Entries for labeling object positions =
* * * * *
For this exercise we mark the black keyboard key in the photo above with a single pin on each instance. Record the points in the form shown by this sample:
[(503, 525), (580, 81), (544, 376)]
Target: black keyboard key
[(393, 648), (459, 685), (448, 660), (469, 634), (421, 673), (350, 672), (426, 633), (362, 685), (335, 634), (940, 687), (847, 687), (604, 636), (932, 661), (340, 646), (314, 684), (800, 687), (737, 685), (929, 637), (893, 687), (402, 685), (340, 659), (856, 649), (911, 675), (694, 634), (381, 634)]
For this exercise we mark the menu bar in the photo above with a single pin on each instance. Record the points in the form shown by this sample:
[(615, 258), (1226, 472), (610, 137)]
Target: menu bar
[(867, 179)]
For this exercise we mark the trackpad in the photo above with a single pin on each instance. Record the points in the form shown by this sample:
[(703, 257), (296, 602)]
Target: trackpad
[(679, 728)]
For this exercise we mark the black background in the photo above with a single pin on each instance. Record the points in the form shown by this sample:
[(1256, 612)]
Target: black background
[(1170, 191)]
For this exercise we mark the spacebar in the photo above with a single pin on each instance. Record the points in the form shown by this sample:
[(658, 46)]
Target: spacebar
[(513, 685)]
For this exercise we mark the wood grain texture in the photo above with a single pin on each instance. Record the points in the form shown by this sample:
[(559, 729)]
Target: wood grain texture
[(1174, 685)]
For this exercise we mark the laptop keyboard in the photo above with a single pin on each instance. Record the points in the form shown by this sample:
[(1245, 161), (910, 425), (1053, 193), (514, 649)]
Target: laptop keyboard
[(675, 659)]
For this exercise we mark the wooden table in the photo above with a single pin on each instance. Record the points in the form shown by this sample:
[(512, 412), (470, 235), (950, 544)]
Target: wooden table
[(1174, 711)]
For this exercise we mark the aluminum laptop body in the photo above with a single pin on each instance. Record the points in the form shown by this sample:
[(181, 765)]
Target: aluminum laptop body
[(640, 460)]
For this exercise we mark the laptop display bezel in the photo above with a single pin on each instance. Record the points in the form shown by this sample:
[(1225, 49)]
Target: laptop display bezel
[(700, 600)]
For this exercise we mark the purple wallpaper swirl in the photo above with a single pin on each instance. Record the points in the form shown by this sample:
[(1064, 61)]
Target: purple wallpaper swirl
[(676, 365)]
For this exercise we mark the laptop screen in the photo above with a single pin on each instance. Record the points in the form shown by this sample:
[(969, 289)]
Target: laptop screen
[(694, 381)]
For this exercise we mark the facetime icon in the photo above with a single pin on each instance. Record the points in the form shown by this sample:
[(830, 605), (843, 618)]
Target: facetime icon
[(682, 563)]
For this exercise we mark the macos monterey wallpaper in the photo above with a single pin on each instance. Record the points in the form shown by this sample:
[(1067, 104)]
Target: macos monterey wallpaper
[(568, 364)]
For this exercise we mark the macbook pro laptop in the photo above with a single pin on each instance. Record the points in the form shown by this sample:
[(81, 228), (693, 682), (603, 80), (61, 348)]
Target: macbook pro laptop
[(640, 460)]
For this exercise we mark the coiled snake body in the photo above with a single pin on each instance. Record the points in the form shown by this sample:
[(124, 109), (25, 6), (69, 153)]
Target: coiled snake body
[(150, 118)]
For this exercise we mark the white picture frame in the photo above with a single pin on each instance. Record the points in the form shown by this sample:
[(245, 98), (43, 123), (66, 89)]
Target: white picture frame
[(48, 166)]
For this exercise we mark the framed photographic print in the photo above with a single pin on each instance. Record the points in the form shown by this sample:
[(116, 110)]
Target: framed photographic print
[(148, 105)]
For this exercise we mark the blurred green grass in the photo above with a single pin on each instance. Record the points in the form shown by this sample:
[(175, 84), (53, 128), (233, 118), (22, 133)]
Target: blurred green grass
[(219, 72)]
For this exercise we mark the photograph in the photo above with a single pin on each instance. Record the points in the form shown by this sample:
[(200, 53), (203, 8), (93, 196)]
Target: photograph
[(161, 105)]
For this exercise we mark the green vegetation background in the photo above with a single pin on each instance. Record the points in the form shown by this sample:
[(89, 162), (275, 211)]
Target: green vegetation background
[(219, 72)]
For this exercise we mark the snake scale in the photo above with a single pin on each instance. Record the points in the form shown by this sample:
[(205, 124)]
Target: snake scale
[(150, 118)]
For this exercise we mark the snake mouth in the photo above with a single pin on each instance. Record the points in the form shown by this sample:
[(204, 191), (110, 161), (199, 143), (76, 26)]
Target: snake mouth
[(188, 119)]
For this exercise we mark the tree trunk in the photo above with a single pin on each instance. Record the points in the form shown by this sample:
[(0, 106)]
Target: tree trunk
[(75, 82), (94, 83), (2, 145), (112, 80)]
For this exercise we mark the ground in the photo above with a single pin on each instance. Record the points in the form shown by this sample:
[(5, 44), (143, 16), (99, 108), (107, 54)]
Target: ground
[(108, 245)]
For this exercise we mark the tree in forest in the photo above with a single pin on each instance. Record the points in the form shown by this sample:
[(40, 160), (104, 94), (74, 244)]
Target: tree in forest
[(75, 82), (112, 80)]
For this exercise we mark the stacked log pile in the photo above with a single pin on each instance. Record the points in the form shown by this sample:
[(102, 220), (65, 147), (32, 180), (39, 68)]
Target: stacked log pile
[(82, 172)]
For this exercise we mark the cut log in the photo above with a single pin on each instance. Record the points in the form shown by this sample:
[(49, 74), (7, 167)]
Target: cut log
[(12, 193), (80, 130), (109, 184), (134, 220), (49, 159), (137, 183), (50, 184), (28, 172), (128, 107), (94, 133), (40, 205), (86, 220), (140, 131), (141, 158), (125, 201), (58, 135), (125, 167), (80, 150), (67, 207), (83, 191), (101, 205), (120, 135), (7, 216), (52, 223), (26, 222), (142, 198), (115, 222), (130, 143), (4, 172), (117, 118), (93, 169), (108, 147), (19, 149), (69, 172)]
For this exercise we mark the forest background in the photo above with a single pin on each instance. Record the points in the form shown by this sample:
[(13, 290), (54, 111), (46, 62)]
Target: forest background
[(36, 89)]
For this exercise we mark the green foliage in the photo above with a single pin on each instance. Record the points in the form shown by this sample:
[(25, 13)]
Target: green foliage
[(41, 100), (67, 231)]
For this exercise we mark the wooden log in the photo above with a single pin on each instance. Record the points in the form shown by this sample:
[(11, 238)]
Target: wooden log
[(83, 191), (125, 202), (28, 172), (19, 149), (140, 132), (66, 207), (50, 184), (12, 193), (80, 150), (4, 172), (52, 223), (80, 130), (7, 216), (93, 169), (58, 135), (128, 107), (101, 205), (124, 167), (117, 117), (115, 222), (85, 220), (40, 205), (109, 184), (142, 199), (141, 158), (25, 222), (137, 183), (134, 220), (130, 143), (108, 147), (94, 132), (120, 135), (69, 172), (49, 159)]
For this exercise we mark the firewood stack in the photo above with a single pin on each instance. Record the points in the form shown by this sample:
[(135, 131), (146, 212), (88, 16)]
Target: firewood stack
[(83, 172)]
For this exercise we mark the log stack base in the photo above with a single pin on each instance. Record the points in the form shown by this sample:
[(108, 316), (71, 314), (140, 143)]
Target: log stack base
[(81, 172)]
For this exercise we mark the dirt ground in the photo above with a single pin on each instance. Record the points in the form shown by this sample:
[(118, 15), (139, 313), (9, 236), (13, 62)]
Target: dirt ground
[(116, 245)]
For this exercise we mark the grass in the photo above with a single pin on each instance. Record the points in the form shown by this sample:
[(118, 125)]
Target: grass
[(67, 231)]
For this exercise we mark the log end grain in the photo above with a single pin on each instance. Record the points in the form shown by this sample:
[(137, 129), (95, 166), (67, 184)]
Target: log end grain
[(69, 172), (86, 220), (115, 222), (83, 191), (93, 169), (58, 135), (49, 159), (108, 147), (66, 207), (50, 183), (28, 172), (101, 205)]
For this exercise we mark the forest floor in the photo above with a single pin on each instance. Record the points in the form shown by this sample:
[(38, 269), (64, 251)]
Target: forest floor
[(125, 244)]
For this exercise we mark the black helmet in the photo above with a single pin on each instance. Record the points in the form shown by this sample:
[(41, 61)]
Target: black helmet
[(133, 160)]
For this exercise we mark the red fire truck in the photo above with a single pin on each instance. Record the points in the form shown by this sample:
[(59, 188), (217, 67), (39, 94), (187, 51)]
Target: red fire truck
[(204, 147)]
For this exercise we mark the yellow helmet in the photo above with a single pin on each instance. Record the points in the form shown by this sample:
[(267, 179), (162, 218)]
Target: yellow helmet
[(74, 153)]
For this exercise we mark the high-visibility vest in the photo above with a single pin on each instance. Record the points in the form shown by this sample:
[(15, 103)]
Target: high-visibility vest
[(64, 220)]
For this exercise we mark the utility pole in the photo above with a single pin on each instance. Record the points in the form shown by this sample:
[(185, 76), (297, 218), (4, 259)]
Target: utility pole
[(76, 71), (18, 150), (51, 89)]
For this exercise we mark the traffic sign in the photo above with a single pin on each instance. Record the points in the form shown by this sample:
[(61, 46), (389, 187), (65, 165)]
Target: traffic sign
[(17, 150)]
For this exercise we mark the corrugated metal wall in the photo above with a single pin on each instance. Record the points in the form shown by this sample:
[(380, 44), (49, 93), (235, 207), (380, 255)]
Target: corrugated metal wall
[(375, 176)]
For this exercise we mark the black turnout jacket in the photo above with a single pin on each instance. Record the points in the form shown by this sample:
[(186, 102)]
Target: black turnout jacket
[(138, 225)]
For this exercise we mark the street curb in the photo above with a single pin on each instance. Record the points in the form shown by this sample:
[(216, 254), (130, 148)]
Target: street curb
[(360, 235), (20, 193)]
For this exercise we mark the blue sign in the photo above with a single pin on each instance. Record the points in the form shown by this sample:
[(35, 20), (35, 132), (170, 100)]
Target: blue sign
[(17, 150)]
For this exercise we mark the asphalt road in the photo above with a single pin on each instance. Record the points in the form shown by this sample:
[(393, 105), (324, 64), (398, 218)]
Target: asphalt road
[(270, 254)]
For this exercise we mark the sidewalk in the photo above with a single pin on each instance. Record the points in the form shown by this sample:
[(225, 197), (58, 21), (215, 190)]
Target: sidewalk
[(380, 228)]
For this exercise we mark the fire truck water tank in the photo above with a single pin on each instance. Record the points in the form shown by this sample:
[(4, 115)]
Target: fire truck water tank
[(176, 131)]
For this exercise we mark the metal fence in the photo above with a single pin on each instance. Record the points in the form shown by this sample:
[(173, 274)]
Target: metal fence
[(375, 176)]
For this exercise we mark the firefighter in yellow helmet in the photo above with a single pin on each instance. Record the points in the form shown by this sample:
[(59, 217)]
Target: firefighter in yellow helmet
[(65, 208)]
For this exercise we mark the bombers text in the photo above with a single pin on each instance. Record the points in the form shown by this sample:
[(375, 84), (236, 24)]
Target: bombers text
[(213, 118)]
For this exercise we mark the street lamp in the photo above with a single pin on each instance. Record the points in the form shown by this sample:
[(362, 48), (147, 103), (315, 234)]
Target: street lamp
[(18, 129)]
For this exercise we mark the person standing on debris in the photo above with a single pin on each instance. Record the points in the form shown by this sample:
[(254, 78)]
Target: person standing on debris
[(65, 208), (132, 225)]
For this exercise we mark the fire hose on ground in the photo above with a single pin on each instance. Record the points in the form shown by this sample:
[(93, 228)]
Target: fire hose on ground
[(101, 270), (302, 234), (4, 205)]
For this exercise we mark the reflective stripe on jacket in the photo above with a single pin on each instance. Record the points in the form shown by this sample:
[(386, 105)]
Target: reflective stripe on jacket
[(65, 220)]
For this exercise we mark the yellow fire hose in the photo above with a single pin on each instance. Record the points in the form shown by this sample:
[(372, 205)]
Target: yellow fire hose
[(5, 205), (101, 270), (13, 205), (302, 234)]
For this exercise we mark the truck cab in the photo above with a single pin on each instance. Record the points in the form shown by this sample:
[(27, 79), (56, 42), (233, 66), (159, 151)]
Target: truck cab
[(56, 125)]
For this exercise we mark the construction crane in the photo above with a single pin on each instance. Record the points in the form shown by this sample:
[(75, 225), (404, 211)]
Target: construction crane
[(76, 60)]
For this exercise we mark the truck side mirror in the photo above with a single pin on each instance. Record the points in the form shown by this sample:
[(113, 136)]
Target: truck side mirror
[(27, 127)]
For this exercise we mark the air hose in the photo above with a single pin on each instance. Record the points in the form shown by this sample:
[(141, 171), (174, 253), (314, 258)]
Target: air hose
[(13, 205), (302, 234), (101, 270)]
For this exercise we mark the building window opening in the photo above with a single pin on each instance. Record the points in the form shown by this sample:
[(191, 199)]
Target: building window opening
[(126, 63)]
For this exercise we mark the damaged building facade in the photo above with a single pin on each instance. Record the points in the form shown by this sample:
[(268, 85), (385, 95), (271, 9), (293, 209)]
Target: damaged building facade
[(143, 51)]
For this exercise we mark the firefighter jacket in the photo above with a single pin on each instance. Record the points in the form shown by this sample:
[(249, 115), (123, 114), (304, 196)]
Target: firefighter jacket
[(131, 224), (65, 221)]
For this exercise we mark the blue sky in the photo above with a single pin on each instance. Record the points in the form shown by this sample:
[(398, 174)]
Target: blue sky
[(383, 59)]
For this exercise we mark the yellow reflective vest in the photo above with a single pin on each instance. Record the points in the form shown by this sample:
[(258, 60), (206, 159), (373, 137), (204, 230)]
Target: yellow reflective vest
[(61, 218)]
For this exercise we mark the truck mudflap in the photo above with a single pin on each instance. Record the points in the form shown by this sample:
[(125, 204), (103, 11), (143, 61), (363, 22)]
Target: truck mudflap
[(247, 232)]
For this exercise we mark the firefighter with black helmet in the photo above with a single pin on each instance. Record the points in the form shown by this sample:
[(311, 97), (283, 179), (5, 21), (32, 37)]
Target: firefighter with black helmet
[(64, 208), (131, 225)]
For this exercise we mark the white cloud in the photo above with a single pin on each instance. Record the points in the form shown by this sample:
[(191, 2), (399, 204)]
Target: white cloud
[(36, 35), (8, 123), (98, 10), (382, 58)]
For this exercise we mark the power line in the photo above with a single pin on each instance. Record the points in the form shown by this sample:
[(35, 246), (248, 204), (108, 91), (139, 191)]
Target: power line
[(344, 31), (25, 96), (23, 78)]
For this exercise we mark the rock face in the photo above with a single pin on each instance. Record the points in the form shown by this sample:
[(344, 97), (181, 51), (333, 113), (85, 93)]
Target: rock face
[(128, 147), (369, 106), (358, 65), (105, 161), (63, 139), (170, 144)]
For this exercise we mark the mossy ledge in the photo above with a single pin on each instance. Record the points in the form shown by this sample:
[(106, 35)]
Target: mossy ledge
* * * * *
Copy out word for word the lines from the one containing "For this exercise we mark the purple" through the one containing "[(676, 365)]", including both of those lines.

Written response =
For this exercise we mark the purple wallpaper swirl in the photo above with a single pin on each instance. Record the points in the form shown by this sample:
[(1064, 61)]
Target: purple wallpaper swirl
[(676, 365)]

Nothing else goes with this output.